▸ ENTRIES SUPPLIED:
-.-.-

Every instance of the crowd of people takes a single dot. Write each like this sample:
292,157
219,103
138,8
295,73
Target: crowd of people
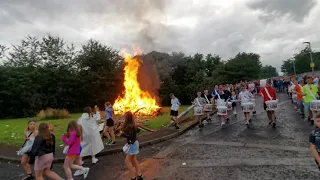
82,138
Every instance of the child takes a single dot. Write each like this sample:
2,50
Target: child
72,138
108,131
29,133
314,140
234,102
44,148
130,132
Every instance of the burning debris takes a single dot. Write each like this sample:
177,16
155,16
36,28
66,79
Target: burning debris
140,101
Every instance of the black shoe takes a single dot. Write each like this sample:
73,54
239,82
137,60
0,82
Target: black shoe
139,177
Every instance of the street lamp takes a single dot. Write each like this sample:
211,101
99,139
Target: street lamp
294,66
310,50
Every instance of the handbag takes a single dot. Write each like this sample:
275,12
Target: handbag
27,146
126,148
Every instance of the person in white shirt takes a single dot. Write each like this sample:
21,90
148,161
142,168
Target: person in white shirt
175,104
244,97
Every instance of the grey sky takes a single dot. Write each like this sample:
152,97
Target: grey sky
275,29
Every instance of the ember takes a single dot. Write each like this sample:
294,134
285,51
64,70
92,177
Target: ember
135,99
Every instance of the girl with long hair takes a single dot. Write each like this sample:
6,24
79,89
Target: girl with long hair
92,143
130,131
72,138
29,133
44,148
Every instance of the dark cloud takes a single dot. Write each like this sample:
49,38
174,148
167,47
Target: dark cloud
296,9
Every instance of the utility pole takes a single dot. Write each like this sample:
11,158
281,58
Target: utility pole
310,50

-.-.-

▸ EXERCISE PROMPT: Set the records into a numbered list, starting at the line that contains "Every instance of the dark" and ending at the final line of the records. Omit any blank lines.

▸ EXERCISE RESULT:
1. Every instance of the dark cloud takes a single dot. Write each like this sample:
2. 49,38
3. 174,148
4. 167,47
5. Target: dark cloud
6. 296,9
7. Every instance of the utility pole takes a single dot. Write each like this sample:
8. 11,158
9. 281,58
10. Target: utility pole
11. 310,50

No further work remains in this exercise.